### Tasks to carry out
1. From the plasmonics passage, list every application to which surface plasmons and plasmonic-based devices are said to be applied more recently.
2. Please decide whether each statement agrees with the plasmonics passage, answering yes or no and quoting the deciding words exactly: (a) Surface plasmon resonance biosensors were developed on planar metal surfaces. (b) The large average Raman scattering enhancement was measured on electrochemically roughened gold surfaces. (c) The research group detects biological moieties using infrared absorption spectroscopy.
3. Reproduce the plasmonics passage between "The emerging field" and "planar metal surfaces.", inclusive.

### Passage to read

The emerging field of plasmonics, the science and engineering of surface plasmon polariton excitation on conductor-dielectric interfaces, has grown significantly over the last half century since the discovery of bulk plasmons, and surface plasmon polaritons on noble metal foils. Interest in surface plasmon polaritons, or simply surface plasmons, was renewed by two important discoveries: first, the attribution that the large average Raman scattering enhancement measured on electrochemically roughened silver surfaces was due to large electromagnetic field enhancements generated by localized surface plasmon resonance excited with focused laser radiation, and later the development and commercialization of surface plasmon resonance biosensors on planar metal surfaces.

Over this period of time several key technological advancements have aided the continued growth of the field, such as fast three-dimensional simulation and analysis tools, ultra-precise nanofabrication and materials synthesis techniques, and high quality lasers and optical components, which provide scientists and engineers with the tools necessary for designing, fabricating, and analyzing the optical behavior of metal nanostructures. More recently, the unique properties of surface plasmons and plasmonic-based devices are being applied to label-free biosensing, nanoscale optical components, optical interconnects for electronic integrated circuits, energy conversion, optical lenses, quantum cascade lasers, and cloaking. My research group is passionate about plasmonics and we are currently putting surface plasmons to work with metal nanogap biosensors for the chemical identification of surface adsorbed molecules using surface enhanced Raman scattering/spectroscopy (SERS), a sensitive vibrational surface spectroscopy technique, and the detection of biological moieties using high-sensitivity dark-field optical scattering spectroscopy.

### Given entries
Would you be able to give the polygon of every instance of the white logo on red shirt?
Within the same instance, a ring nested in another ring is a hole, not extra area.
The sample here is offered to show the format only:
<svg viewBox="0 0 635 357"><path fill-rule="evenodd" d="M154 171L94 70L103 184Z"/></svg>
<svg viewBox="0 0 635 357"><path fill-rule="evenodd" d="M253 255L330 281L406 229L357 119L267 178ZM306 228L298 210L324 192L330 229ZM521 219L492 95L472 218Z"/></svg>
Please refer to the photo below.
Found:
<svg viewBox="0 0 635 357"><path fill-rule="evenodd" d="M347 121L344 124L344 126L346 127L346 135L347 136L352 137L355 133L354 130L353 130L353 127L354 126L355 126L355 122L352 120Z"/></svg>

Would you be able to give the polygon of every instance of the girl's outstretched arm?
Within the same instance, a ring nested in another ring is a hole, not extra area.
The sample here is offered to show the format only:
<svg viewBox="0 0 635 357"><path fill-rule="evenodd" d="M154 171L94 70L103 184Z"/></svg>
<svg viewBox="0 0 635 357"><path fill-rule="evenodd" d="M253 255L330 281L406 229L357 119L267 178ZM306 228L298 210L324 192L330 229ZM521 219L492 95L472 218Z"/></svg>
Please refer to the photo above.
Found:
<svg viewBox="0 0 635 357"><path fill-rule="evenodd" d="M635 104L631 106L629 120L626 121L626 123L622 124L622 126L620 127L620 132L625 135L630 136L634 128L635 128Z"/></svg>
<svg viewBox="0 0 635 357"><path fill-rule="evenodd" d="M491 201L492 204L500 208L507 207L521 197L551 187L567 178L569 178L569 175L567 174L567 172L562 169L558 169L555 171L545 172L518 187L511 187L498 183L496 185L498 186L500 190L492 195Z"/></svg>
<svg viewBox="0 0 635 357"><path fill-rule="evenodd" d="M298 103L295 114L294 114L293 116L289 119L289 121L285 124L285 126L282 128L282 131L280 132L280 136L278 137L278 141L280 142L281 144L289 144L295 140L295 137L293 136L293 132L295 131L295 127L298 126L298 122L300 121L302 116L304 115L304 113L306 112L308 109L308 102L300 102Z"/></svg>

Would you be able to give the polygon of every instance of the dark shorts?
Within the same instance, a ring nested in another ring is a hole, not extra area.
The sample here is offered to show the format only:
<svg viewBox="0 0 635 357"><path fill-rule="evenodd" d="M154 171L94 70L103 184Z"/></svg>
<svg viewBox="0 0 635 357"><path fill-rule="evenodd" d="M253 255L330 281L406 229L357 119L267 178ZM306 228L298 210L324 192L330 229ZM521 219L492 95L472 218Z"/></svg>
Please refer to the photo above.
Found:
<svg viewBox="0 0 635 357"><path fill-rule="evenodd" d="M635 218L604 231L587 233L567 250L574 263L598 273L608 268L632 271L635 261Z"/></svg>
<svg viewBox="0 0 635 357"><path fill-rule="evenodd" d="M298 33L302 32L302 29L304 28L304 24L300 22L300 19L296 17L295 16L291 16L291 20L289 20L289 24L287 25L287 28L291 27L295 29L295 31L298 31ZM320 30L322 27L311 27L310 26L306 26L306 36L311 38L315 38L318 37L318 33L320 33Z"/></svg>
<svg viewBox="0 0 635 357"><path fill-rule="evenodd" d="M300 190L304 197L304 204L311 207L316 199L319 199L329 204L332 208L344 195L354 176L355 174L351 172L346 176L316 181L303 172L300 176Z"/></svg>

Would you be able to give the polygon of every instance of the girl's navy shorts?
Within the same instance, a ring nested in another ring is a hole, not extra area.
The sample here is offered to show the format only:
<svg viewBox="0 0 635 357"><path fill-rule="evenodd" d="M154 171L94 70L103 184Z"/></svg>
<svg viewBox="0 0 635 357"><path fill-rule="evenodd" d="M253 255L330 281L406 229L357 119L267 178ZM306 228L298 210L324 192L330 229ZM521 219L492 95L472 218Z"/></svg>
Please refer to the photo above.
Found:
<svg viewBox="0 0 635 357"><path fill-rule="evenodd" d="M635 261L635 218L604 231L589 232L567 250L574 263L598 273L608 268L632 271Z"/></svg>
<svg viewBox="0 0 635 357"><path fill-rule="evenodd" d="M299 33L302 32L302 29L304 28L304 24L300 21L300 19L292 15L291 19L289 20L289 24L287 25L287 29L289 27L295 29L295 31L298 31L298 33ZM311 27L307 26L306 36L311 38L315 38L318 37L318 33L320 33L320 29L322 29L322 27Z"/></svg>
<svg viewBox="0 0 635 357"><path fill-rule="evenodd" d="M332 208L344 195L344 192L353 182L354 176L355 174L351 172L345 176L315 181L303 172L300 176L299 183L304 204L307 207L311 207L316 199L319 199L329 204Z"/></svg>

### List of answers
1.
- label-free biosensing
- nanoscale optical components
- optical interconnects for electronic integrated circuits
- energy conversion
- optical lenses
- quantum cascade lasers
- cloaking

2.
(a) Yes: "the development and commercialization of surface plasmon resonance biosensors on planar metal surfaces"
(b) No: "measured on electrochemically roughened silver surfaces"
(c) No: "the detection of biological moieties using high-sensitivity dark-field optical scattering spectroscopy"

3.
The emerging field of plasmonics, the science and engineering of surface plasmon polariton excitation on conductor-dielectric interfaces, has grown significantly over the last half century since the discovery of bulk plasmons, and surface plasmon polaritons on noble metal foils. Interest in surface plasmon polaritons, or simply surface plasmons, was renewed by two important discoveries: first, the attribution that the large average Raman scattering enhancement measured on electrochemically roughened silver surfaces was due to large electromagnetic field enhancements generated by localized surface plasmon resonance excited with focused laser radiation, and later the development and commercialization of surface plasmon resonance biosensors on planar metal surfaces.